BEGIN

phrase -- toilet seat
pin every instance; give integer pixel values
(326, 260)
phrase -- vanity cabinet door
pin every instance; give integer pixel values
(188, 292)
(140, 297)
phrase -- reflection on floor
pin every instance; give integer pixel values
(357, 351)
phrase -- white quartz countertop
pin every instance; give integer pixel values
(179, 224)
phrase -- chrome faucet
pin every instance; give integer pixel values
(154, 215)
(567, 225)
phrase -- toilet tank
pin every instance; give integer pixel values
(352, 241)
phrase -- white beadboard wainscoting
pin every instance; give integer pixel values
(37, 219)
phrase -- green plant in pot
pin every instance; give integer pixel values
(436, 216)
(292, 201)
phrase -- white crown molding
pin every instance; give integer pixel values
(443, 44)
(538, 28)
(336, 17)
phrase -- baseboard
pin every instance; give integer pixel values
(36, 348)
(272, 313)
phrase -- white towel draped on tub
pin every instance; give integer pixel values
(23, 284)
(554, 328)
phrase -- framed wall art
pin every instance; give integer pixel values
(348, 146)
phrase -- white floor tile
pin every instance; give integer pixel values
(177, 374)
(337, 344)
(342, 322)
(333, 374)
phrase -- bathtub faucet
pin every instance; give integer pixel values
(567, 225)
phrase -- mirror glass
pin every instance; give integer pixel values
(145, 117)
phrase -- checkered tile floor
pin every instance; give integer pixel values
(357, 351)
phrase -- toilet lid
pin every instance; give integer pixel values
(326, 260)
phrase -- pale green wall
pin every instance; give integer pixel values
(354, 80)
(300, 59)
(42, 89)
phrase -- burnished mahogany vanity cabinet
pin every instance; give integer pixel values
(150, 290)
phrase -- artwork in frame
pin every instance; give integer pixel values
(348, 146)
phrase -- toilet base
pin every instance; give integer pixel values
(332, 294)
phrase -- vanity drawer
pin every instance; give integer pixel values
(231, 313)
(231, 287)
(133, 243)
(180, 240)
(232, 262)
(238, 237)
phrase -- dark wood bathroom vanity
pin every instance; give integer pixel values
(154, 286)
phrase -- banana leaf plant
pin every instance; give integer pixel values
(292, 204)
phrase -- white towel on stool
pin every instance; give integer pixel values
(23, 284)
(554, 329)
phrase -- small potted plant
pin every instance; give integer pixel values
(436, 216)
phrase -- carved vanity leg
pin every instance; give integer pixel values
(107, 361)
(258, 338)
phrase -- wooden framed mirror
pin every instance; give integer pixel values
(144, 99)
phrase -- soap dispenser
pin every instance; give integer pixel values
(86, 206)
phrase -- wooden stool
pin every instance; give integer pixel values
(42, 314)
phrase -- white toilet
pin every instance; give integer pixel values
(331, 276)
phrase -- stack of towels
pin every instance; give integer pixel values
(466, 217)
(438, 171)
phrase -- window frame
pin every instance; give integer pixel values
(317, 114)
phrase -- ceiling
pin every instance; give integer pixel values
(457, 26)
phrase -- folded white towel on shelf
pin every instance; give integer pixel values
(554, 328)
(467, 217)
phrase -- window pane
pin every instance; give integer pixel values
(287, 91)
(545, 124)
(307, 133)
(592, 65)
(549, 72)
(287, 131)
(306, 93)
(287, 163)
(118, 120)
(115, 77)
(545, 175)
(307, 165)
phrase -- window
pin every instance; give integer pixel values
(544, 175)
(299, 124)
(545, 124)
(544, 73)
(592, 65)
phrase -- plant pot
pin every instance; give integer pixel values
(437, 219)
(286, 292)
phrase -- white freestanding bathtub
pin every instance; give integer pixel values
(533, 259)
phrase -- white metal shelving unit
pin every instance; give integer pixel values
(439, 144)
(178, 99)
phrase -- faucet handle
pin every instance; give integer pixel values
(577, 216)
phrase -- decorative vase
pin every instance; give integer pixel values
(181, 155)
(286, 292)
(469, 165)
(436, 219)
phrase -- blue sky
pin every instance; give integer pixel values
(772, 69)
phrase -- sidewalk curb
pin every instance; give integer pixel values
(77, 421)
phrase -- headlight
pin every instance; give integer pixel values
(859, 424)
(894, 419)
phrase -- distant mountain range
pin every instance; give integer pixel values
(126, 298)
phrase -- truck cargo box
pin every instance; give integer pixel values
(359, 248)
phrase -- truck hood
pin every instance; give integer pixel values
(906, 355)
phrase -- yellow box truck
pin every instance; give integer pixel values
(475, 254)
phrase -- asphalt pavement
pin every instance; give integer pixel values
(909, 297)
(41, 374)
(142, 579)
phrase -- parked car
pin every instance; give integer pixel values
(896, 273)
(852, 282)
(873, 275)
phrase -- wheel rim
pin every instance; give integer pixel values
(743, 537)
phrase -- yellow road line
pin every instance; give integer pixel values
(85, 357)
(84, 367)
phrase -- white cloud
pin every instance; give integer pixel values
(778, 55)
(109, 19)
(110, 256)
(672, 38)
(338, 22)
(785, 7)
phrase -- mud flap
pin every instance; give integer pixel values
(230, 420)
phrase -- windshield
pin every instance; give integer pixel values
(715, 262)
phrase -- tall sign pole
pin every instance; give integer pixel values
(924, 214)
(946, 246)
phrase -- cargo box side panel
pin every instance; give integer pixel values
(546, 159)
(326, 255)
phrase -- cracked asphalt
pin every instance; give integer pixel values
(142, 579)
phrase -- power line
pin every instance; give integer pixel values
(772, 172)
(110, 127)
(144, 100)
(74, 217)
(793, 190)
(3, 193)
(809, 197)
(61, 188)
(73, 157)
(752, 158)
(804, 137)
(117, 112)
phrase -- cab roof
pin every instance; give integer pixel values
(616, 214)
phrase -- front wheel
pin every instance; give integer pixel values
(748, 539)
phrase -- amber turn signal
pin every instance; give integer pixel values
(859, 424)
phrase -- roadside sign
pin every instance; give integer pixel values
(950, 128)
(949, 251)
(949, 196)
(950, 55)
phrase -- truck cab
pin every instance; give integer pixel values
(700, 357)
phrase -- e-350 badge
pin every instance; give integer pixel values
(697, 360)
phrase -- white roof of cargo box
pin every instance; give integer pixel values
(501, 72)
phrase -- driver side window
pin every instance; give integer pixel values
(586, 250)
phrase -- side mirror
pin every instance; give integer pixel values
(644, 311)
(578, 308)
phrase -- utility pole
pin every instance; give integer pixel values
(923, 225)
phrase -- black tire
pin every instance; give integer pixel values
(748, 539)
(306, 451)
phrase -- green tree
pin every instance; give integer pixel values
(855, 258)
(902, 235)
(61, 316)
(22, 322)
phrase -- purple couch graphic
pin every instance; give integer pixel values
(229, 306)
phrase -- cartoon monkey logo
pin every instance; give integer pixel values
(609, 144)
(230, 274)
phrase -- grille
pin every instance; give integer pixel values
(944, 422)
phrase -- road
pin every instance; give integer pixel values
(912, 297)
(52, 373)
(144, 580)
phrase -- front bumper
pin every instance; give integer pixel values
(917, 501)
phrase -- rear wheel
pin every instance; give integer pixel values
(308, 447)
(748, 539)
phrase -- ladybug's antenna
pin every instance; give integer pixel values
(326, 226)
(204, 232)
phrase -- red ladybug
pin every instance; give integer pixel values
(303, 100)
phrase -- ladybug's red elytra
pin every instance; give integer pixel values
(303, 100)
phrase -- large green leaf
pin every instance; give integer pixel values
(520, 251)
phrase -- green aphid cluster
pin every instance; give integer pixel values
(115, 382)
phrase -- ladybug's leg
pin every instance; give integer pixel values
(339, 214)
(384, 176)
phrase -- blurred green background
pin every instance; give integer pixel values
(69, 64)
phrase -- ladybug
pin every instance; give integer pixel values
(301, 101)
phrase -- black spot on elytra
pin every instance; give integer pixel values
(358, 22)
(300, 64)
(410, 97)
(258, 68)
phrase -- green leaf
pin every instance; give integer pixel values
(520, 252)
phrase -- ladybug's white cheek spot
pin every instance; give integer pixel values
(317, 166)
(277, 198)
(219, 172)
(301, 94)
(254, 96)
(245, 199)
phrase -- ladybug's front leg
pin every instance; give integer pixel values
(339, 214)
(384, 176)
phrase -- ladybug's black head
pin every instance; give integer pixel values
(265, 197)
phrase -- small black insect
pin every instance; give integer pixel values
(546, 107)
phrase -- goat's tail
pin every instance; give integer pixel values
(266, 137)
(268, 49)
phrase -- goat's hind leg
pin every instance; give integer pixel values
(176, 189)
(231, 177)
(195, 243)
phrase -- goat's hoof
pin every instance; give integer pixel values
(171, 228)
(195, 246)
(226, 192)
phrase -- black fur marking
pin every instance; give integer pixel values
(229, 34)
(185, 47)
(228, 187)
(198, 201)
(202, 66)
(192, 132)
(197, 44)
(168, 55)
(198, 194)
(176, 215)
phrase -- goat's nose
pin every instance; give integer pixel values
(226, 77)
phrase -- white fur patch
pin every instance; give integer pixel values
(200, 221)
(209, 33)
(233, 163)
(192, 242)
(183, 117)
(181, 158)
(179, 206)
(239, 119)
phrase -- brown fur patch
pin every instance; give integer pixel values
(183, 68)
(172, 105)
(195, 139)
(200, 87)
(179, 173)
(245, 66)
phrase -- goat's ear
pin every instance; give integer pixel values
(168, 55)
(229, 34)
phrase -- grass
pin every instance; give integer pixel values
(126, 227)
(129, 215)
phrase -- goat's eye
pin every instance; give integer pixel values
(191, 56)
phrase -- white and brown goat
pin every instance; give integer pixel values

END

[WHAT THE TASK REQUIRES]: Wherever a line in the data above holds the word "truck", copy that line.

[REPLY TO THE TASK]:
phrase -- truck cargo box
phrase -- truck hood
phrase -- yellow box truck
phrase -- truck cab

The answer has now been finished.